Goal of the exercise:
Reproduce the data in its entirety, exactly as supplied.
.....
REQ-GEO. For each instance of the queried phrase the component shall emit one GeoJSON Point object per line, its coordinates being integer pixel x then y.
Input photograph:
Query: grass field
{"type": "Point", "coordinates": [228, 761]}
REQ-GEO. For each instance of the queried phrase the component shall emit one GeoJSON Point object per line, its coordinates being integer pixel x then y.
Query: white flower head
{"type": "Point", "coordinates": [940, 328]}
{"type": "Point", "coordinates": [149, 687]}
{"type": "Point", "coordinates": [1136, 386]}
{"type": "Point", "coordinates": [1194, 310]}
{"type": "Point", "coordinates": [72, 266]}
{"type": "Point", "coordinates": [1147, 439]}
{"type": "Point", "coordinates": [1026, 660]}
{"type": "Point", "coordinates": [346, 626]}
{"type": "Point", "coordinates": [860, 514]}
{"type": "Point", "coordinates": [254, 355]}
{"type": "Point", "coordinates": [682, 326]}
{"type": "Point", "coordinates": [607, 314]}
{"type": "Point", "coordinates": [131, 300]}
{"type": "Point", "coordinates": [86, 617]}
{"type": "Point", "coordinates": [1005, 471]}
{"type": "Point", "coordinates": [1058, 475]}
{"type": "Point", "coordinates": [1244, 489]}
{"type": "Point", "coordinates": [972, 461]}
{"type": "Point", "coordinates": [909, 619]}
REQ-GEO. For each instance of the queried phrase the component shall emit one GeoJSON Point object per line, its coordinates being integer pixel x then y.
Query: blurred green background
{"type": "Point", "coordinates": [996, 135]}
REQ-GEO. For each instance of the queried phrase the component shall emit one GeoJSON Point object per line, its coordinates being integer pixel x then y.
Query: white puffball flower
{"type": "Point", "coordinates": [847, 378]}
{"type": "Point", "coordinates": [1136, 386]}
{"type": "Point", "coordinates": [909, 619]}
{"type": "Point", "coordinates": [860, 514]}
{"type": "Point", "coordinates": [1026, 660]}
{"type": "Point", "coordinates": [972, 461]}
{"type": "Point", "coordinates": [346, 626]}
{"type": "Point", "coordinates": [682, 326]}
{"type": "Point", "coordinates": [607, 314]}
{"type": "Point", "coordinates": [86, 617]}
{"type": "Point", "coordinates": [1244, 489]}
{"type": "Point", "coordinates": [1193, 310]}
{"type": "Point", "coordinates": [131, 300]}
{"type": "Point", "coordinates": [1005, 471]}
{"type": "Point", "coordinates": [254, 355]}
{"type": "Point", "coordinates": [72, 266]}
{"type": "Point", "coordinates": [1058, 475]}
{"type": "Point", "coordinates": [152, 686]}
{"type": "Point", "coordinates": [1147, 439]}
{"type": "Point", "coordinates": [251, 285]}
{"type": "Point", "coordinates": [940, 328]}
.....
Answer for the task:
REQ-GEO. For each instance of the queried phrase the component shall emit one GeoJSON Point object per line, its coordinates being integer pixel x then y.
Input photograph:
Query: grass field
{"type": "Point", "coordinates": [228, 761]}
REQ-GEO. For each instance of the queried phrase the component shall emit one GeoJSON Point object per line, its coordinates being integer pixel x then y.
Query: white flower head
{"type": "Point", "coordinates": [940, 328]}
{"type": "Point", "coordinates": [149, 687]}
{"type": "Point", "coordinates": [1136, 386]}
{"type": "Point", "coordinates": [1194, 310]}
{"type": "Point", "coordinates": [72, 266]}
{"type": "Point", "coordinates": [1147, 439]}
{"type": "Point", "coordinates": [1026, 660]}
{"type": "Point", "coordinates": [346, 626]}
{"type": "Point", "coordinates": [860, 514]}
{"type": "Point", "coordinates": [254, 355]}
{"type": "Point", "coordinates": [682, 326]}
{"type": "Point", "coordinates": [607, 314]}
{"type": "Point", "coordinates": [131, 300]}
{"type": "Point", "coordinates": [86, 617]}
{"type": "Point", "coordinates": [1005, 471]}
{"type": "Point", "coordinates": [1058, 475]}
{"type": "Point", "coordinates": [1244, 489]}
{"type": "Point", "coordinates": [972, 461]}
{"type": "Point", "coordinates": [909, 619]}
REQ-GEO. For each instance of the queried phrase the component shall emit one GeoJSON Point object per line, its coordinates being integer pixel x then y.
Query: blurred green background
{"type": "Point", "coordinates": [996, 135]}
REQ-GEO. For each instance of the queried phrase the component shall emit one GeoJSON Point object per line, its coordinates being integer pixel x then y.
Query: white puffball flower
{"type": "Point", "coordinates": [847, 378]}
{"type": "Point", "coordinates": [1136, 386]}
{"type": "Point", "coordinates": [909, 619]}
{"type": "Point", "coordinates": [860, 514]}
{"type": "Point", "coordinates": [1026, 660]}
{"type": "Point", "coordinates": [972, 461]}
{"type": "Point", "coordinates": [346, 626]}
{"type": "Point", "coordinates": [682, 326]}
{"type": "Point", "coordinates": [607, 314]}
{"type": "Point", "coordinates": [86, 617]}
{"type": "Point", "coordinates": [1244, 489]}
{"type": "Point", "coordinates": [1193, 310]}
{"type": "Point", "coordinates": [131, 300]}
{"type": "Point", "coordinates": [1005, 471]}
{"type": "Point", "coordinates": [254, 355]}
{"type": "Point", "coordinates": [72, 266]}
{"type": "Point", "coordinates": [1058, 475]}
{"type": "Point", "coordinates": [152, 686]}
{"type": "Point", "coordinates": [1147, 439]}
{"type": "Point", "coordinates": [251, 285]}
{"type": "Point", "coordinates": [940, 328]}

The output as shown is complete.